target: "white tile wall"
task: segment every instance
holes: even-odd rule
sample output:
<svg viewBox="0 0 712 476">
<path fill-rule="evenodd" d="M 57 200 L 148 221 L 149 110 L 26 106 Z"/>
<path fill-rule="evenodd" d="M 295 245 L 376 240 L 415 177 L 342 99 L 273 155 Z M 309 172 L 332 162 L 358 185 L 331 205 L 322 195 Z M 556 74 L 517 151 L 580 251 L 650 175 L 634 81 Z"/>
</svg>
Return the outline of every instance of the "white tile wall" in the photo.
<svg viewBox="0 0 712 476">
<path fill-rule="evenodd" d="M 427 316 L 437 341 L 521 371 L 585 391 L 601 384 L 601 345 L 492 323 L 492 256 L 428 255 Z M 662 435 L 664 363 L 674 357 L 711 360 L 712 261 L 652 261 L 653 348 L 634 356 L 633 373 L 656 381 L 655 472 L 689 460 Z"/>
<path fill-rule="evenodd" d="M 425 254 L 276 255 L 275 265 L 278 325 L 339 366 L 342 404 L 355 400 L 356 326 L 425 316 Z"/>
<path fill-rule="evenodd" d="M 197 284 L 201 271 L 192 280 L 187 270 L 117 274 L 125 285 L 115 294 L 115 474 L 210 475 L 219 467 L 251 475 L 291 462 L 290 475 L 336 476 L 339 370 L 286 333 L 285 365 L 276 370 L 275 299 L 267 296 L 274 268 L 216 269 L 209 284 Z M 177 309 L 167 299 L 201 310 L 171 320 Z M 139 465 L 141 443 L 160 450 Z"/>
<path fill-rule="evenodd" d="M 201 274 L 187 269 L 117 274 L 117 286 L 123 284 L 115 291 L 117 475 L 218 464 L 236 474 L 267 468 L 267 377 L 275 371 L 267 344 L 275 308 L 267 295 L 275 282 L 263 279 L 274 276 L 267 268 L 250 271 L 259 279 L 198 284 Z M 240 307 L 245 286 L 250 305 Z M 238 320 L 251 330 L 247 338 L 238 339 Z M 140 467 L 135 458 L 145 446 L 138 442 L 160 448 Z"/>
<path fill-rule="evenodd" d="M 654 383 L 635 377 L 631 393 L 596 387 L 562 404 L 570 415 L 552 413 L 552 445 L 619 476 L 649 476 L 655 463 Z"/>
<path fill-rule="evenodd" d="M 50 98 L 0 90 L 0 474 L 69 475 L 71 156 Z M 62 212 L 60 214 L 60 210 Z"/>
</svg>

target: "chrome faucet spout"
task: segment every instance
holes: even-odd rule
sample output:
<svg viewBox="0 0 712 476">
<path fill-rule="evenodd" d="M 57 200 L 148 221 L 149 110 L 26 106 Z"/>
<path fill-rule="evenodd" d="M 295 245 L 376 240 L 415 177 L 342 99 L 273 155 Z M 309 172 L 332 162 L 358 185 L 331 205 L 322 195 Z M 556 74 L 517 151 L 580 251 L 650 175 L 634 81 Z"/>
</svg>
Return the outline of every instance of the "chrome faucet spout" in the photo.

Exercise directions ::
Set down the entries above again, word for word.

Solution to this task ::
target: "white tile wall"
task: segment every instance
holes: even-odd rule
sample output:
<svg viewBox="0 0 712 476">
<path fill-rule="evenodd" d="M 57 200 L 148 221 L 149 110 L 26 106 Z"/>
<path fill-rule="evenodd" d="M 295 245 L 376 240 L 415 177 L 342 99 L 273 155 Z M 309 172 L 332 162 L 358 185 L 331 205 L 322 195 Z M 556 74 L 517 151 L 580 251 L 650 175 L 634 81 Z"/>
</svg>
Return the outline of every instance of the "white tile wall" in the photo.
<svg viewBox="0 0 712 476">
<path fill-rule="evenodd" d="M 427 316 L 437 341 L 521 371 L 585 391 L 601 384 L 601 345 L 492 323 L 492 256 L 428 255 Z M 662 435 L 664 363 L 674 357 L 711 360 L 712 261 L 652 261 L 653 348 L 634 356 L 633 373 L 656 381 L 655 472 L 689 460 Z"/>
<path fill-rule="evenodd" d="M 425 254 L 276 255 L 275 265 L 278 325 L 339 366 L 342 404 L 355 400 L 356 326 L 425 316 Z"/>
<path fill-rule="evenodd" d="M 197 284 L 201 271 L 192 280 L 187 270 L 117 274 L 125 285 L 115 294 L 115 474 L 210 475 L 219 467 L 251 475 L 291 462 L 290 475 L 336 476 L 339 370 L 286 333 L 285 365 L 276 370 L 275 299 L 267 296 L 274 268 L 216 269 L 209 284 Z M 177 309 L 167 299 L 201 310 L 171 320 Z M 139 465 L 141 443 L 160 450 Z"/>
<path fill-rule="evenodd" d="M 201 274 L 187 269 L 117 274 L 117 286 L 123 284 L 115 291 L 117 475 L 218 464 L 236 474 L 267 468 L 267 377 L 275 371 L 267 344 L 275 308 L 267 295 L 275 282 L 263 279 L 274 276 L 267 268 L 250 271 L 259 279 L 198 284 Z M 240 307 L 245 286 L 250 305 Z M 238 320 L 251 330 L 247 338 L 238 339 Z M 140 467 L 135 458 L 145 446 L 138 442 L 160 448 Z"/>
<path fill-rule="evenodd" d="M 654 383 L 635 377 L 631 393 L 596 387 L 562 404 L 570 415 L 552 413 L 552 445 L 619 476 L 649 476 L 655 463 Z"/>
<path fill-rule="evenodd" d="M 50 98 L 0 90 L 0 474 L 69 475 L 71 156 Z M 62 212 L 60 214 L 60 210 Z"/>
</svg>

target: "chrome faucet spout"
task: segment every instance
holes: even-odd rule
sample output:
<svg viewBox="0 0 712 476">
<path fill-rule="evenodd" d="M 57 200 L 148 221 L 149 110 L 26 106 Z"/>
<path fill-rule="evenodd" d="M 295 245 L 376 240 L 415 177 L 342 99 L 273 155 Z M 309 172 L 332 162 L 358 185 L 331 205 L 322 195 Z M 556 74 L 517 151 L 580 251 L 650 175 L 634 81 Z"/>
</svg>
Return the outline of every instance of the "chrome faucet spout" in the photo.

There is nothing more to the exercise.